═════ Data
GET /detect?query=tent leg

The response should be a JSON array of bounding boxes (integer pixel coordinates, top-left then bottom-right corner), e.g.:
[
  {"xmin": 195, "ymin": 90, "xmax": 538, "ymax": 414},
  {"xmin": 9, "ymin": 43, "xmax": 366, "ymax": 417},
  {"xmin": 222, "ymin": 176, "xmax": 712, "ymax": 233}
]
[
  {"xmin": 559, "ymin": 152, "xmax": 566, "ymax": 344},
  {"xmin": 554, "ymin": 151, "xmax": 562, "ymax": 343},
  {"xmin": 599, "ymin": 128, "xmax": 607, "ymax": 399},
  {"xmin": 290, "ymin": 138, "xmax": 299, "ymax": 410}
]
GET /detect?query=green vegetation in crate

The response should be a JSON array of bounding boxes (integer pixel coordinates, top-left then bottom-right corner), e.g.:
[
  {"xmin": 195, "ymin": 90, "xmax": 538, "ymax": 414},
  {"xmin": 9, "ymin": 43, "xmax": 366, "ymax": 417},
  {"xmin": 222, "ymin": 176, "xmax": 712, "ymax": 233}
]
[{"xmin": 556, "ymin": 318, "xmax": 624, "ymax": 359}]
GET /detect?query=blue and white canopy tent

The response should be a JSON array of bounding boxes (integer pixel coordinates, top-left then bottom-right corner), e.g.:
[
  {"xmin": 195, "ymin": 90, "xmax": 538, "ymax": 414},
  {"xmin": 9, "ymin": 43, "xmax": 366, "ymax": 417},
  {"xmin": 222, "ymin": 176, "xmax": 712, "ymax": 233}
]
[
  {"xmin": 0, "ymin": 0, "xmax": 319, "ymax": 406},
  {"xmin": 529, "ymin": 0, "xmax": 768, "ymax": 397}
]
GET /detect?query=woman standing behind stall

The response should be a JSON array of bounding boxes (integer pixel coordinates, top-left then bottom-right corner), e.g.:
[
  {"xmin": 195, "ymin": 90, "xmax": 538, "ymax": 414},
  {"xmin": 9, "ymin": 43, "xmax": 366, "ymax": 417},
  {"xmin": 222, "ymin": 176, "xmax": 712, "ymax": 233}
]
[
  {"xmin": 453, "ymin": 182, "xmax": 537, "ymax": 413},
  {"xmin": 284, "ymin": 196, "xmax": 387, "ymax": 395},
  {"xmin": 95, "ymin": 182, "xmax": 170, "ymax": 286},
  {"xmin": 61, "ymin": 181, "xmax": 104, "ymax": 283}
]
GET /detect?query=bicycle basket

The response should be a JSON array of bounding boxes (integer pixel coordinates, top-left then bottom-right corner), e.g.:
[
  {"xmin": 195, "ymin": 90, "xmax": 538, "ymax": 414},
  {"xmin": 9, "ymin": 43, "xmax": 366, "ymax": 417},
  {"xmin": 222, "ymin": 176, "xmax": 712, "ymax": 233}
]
══════════
* [Goal of the exercise]: Every line above must appear again in your reply, exactly as written.

* [Result of the task]:
GET /detect?query=tent leg

The response should be a JSON array of bounding boxes (integer pixel coordinates, top-left then bottom-right corner), e.g.:
[
  {"xmin": 195, "ymin": 90, "xmax": 538, "ymax": 414},
  {"xmin": 9, "ymin": 43, "xmax": 366, "ymax": 417},
  {"xmin": 222, "ymin": 176, "xmax": 712, "ymax": 233}
]
[
  {"xmin": 559, "ymin": 152, "xmax": 566, "ymax": 344},
  {"xmin": 554, "ymin": 151, "xmax": 562, "ymax": 343},
  {"xmin": 599, "ymin": 128, "xmax": 607, "ymax": 399},
  {"xmin": 290, "ymin": 138, "xmax": 299, "ymax": 410}
]
GET /detect?query=green vegetation in crate

The response should be a JSON array of bounding boxes (integer pixel coordinates, top-left then bottom-right corner), e.g.:
[
  {"xmin": 195, "ymin": 90, "xmax": 538, "ymax": 414},
  {"xmin": 9, "ymin": 43, "xmax": 366, "ymax": 417},
  {"xmin": 222, "ymin": 176, "xmax": 712, "ymax": 233}
]
[{"xmin": 556, "ymin": 318, "xmax": 624, "ymax": 359}]
GET /detect?query=blue and white canopy tent

The response should be a JSON array of bounding boxes (integer pixel coordinates, top-left then bottom-right corner), e.g.:
[
  {"xmin": 195, "ymin": 90, "xmax": 538, "ymax": 414},
  {"xmin": 9, "ymin": 43, "xmax": 366, "ymax": 417},
  {"xmin": 222, "ymin": 176, "xmax": 712, "ymax": 233}
]
[
  {"xmin": 0, "ymin": 0, "xmax": 319, "ymax": 406},
  {"xmin": 529, "ymin": 0, "xmax": 768, "ymax": 397}
]
GET /detect?query=woman standing behind stall

The response should be a JSON array of bounding boxes (integer pixel coordinates, top-left then bottom-right corner), e.g.:
[
  {"xmin": 195, "ymin": 90, "xmax": 538, "ymax": 414},
  {"xmin": 9, "ymin": 43, "xmax": 366, "ymax": 417},
  {"xmin": 222, "ymin": 176, "xmax": 712, "ymax": 233}
]
[
  {"xmin": 453, "ymin": 182, "xmax": 537, "ymax": 413},
  {"xmin": 284, "ymin": 196, "xmax": 387, "ymax": 395},
  {"xmin": 95, "ymin": 182, "xmax": 170, "ymax": 286},
  {"xmin": 61, "ymin": 181, "xmax": 104, "ymax": 283}
]
GET /detect?query=bicycle basket

The response should be a JSON array of bounding boxes (integer pixel coordinates, top-left then bottom-right corner), e.g.:
[
  {"xmin": 195, "ymin": 90, "xmax": 538, "ymax": 414},
  {"xmin": 9, "ymin": 43, "xmax": 366, "ymax": 417},
  {"xmin": 222, "ymin": 176, "xmax": 712, "ymax": 233}
]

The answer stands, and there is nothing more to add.